> _Exercise aim_
What lines in this listing contain the string "that"? Report each one by copying it.
________
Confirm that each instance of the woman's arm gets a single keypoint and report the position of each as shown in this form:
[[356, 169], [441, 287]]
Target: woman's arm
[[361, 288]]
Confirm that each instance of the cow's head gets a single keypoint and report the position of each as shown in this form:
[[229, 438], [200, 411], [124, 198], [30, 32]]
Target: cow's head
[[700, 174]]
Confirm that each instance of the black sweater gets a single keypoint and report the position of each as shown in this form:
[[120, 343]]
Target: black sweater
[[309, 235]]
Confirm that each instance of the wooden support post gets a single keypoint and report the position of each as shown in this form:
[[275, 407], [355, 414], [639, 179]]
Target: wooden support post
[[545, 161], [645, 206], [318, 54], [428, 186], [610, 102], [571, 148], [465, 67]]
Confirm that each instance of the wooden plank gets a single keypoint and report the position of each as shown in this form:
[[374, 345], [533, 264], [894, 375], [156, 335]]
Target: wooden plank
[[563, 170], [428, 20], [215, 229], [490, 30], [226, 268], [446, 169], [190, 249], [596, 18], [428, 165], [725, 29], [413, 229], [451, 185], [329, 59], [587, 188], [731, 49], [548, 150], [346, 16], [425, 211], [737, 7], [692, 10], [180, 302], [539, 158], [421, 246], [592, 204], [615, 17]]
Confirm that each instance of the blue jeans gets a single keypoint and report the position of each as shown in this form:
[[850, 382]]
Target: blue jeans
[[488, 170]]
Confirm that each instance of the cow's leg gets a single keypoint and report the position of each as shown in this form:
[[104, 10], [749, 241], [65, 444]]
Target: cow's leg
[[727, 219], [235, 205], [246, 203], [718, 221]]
________
> _Solution to this exercise_
Confirm that each instance of the woman's arm gets a single keypoint and report the position of each as shown in this form:
Confirm that each instance of the cow's head gets a single keypoint and report the position of each as shown in this form:
Confirm that each instance of the black sweater gets a single keypoint and report the position of each as shown in this form:
Confirm that each instance of the wooden support post gets a single keypoint and report the position of each as shown in this form:
Confirm that each instance of the wooden plank gets a single keypoint and report the position of each as shown in this form:
Confirm that each instance of the blue jeans gets a single keypoint and report the position of each as shown in this form:
Confirm that each instance of the cow's leg gets a single keypoint and report the position of each as shown in this form:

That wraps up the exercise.